:: Task input

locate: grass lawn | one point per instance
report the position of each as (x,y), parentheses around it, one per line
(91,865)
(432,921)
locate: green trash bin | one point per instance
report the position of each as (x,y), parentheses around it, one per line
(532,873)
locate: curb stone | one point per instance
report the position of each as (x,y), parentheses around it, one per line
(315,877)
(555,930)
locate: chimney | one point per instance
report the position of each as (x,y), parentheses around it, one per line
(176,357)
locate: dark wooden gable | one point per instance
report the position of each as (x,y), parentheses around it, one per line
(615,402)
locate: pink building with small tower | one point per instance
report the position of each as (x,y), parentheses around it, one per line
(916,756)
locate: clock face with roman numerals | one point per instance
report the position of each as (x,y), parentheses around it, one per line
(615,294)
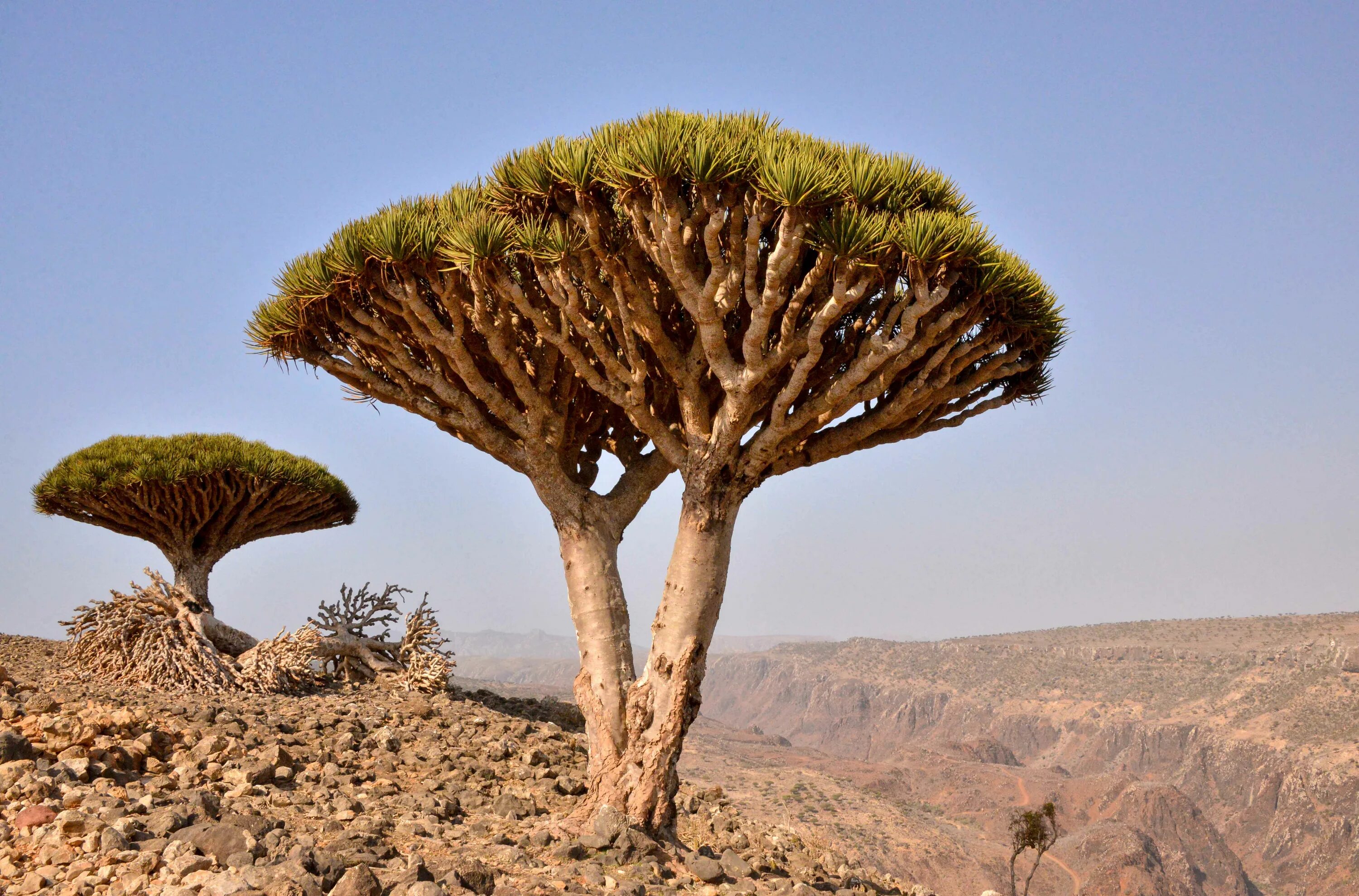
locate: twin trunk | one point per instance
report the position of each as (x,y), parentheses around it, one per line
(636,727)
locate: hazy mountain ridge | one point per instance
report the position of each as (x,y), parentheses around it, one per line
(1181,752)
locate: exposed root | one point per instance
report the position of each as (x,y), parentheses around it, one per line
(147,638)
(346,648)
(155,638)
(284,664)
(159,637)
(423,652)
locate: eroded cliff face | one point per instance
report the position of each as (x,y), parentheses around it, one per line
(1177,771)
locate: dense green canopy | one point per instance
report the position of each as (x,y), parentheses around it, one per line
(195,497)
(125,460)
(882,210)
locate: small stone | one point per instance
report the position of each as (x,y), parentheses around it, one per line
(223,884)
(569,786)
(706,869)
(430,888)
(594,842)
(14,746)
(40,703)
(513,807)
(569,853)
(218,841)
(358,882)
(34,816)
(188,864)
(112,841)
(165,823)
(476,876)
(734,865)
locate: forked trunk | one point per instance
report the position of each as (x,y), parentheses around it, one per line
(600,614)
(192,576)
(665,702)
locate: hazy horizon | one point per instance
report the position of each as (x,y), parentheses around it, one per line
(1184,178)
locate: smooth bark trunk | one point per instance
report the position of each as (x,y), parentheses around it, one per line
(665,701)
(600,614)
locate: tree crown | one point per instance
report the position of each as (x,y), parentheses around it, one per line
(718,274)
(195,496)
(128,460)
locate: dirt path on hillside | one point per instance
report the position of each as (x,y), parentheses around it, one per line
(1075,879)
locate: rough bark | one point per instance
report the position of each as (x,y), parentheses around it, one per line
(192,576)
(600,614)
(665,701)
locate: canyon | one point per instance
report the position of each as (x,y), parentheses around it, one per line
(1187,758)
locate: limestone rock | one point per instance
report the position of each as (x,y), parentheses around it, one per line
(358,882)
(706,869)
(14,746)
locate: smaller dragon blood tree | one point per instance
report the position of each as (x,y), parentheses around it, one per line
(196,497)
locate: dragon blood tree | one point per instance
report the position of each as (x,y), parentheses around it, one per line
(196,497)
(757,301)
(396,308)
(751,299)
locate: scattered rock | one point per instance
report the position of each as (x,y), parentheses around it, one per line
(217,839)
(358,882)
(34,816)
(14,746)
(706,869)
(476,876)
(734,865)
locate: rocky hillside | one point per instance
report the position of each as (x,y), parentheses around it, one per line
(1211,756)
(351,792)
(551,661)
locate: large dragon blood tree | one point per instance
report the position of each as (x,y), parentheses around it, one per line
(755,301)
(395,308)
(196,498)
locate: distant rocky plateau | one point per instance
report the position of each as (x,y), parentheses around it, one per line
(1187,758)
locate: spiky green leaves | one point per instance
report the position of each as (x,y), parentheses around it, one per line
(127,460)
(479,237)
(548,240)
(935,237)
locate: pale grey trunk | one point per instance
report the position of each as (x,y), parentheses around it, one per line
(600,614)
(665,701)
(192,576)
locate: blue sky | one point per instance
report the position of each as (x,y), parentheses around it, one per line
(1184,177)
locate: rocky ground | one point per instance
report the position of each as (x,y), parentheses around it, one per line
(351,792)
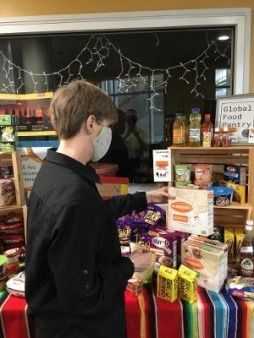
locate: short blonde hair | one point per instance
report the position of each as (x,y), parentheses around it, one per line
(73,103)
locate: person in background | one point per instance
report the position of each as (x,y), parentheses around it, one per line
(136,141)
(75,273)
(118,152)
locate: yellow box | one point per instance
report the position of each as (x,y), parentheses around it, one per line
(191,211)
(239,194)
(112,186)
(239,236)
(167,283)
(229,239)
(187,284)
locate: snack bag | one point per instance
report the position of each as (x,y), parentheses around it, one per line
(241,287)
(187,284)
(167,283)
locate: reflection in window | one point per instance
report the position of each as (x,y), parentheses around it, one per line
(222,82)
(136,93)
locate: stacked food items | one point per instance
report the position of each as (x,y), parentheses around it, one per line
(181,260)
(12,246)
(228,184)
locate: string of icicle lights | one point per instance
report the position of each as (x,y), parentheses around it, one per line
(96,52)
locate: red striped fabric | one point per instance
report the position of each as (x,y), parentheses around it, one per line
(13,320)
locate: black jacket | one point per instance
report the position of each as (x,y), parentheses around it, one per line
(75,274)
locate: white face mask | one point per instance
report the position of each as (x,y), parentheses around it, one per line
(101,143)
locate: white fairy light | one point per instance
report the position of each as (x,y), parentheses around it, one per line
(96,51)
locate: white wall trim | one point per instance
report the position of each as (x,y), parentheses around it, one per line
(238,17)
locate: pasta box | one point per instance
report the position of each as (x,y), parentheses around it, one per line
(191,211)
(208,260)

::::

- **Task objective**:
Output the records exactly as they appear, skipping any pictures.

- **Response to this task**:
locate: grass lawn | one point per instance
report the position of each as (x,y), parentheses around it, one per line
(91,865)
(432,921)
locate: green trash bin | one point per instance
report the position of each as (x,y), parentheses around it, one per line
(532,873)
locate: curb stone | one point per instance
report the position of each as (x,y), parentheses around it, one per line
(315,877)
(555,930)
locate: chimney | one point per instance
report the position of each as (x,y), parentheses around it, one per line
(176,357)
locate: dark wooden gable | one point per instance
report the position of each as (x,y), parentheses around it, one per line
(615,402)
locate: pink building with small tower | one point per instance
report the position of each as (x,y), parentheses around it, one per line
(916,756)
locate: clock face with roman numerals | one point per instance
report the position of each as (x,y), parentheses around it, one per line
(615,294)
locate: twin trunk | one point per instance
report the position of each as (x,y), parentheses around it, one per line
(636,727)
locate: hazy mountain ridge | one point per instance
report the position of each as (x,y), parentheses around it, one per line
(1181,752)
locate: exposed root | one point per instance
report the position of each as (x,y), parentheses around it, one per line
(147,638)
(346,648)
(155,638)
(284,664)
(159,637)
(423,652)
locate: eroded cliff face | one point per instance
report the position of each as (x,y), parentheses around it, one per line
(1177,771)
locate: dense green canopy | one point per instance
report the position of each as (x,y), parentheses around it, one per line
(195,497)
(125,460)
(882,210)
locate: small stone | one point per instance
report the position of each as (x,y), parentheses around it, one per line
(223,884)
(569,786)
(706,869)
(430,888)
(594,842)
(14,746)
(40,703)
(513,807)
(569,853)
(218,841)
(358,882)
(34,816)
(188,864)
(112,841)
(165,823)
(476,876)
(734,865)
locate: forked trunk | one point per instance
report the position of each as (x,y), parentheses around it, one per line
(600,614)
(192,576)
(665,702)
locate: hazy horizon | one point per instance
report the position of each as (x,y), parentheses around it, one per line
(1184,178)
locate: smooth bark trunk | one point per instance
report the position of each as (x,y), parentheses around it, one per line
(665,701)
(600,614)
locate: tree crown | one point per instance
report the position of each as (x,y), parentheses around it, one per line
(718,274)
(195,496)
(128,460)
locate: dirt path on hillside | one point per instance
report the position of each as (x,y), parentheses around it, one per line
(1075,879)
locate: rough bark | one point per instance
report the position of each as (x,y), parentheses around it, one per line
(192,576)
(600,614)
(665,701)
locate: canyon | one point per instance
report the position of each as (x,y), parentheses around it, one per line
(1187,758)
locate: limestone rock | one point per instance
report the position of each as (x,y), parentheses around it, one per line
(358,882)
(706,869)
(14,746)
locate: smaller dragon blood tree | one point per instance
report the position of each as (x,y), parentheses around it, one per line
(196,497)
locate: dragon blood tree | one point per instance
report the position of each as (x,y), parentheses around it, one per line
(196,497)
(757,301)
(396,308)
(751,299)
locate: scattered rock | one point per instance
report the position of each as (x,y), parentheses around it, one per line
(217,839)
(358,882)
(34,816)
(14,746)
(706,869)
(476,876)
(734,865)
locate: rocky hillside | one point per instance
report the position of each as (x,y), parentheses around it, one per line
(1211,756)
(351,792)
(551,661)
locate: large dragon blood tree | one point per instance
report the position of each as (x,y), parentheses around it, one per line
(755,301)
(395,308)
(196,498)
locate: distant rocky plateau | one point per instance
report the position of each as (x,y), parentheses around it, one per line
(1187,758)
locate: spiky green leaves | one point per instance
report the position of each as (x,y), parentheses around it, one per line
(127,460)
(479,237)
(548,240)
(935,237)
locate: pale grey trunk | one point per instance
report the position of each as (x,y), parentheses around it, one per line
(600,614)
(665,701)
(192,576)
locate: blue sky | one point per instance
report the position of each as (x,y), parentheses around it, one per line
(1184,177)
locate: rocky ground | one point per instance
report the position of each as (x,y), parentheses around it, one per line
(351,792)
locate: short blonde hair | one point per instance
report the position of each as (x,y), parentheses around it, one per line
(73,103)
locate: person in background | one point per instance
report the position of each as (x,y), parentheses around it, one per line
(136,141)
(75,273)
(118,152)
locate: yellow box | one point per instance
report the position of each as (x,y), parentheses around it, one per line
(191,211)
(239,194)
(112,186)
(239,236)
(167,283)
(229,239)
(187,284)
locate: snack bag | one point per instance
report the position of each as (x,y), parentheses around it, one per line
(241,287)
(187,284)
(167,283)
locate: reflection in window | one point per instance
report the position of each as (x,y), parentheses around it, one per line
(222,82)
(136,93)
locate: stacked food items | one point per instance
report the position of each as (x,y), parentheses around it, one per line
(181,260)
(12,246)
(228,184)
locate: string of icicle lights | one point per instance
report the position of each as (x,y), parentheses around it, one per line
(96,52)
locate: red striped fabric | one point per instance
report the position of each as (x,y), parentheses around it, one per line
(13,320)
locate: black jacket | one point per instance
report the position of each as (x,y), parentheses around it, one per line
(75,274)
locate: white face mask | one point per instance
report the position of each as (x,y), parentheses around it, one per line
(101,143)
locate: white fairy light | one point per instance
report the position of each as (x,y), parentheses around it, one per line
(96,51)
locate: white wall trim | one point per instance
report the position of each as (x,y), parentheses around it, one per line
(238,17)
locate: pasta box | one point per instance
report the position of each as (x,y), parentheses around it, one per line
(191,211)
(208,260)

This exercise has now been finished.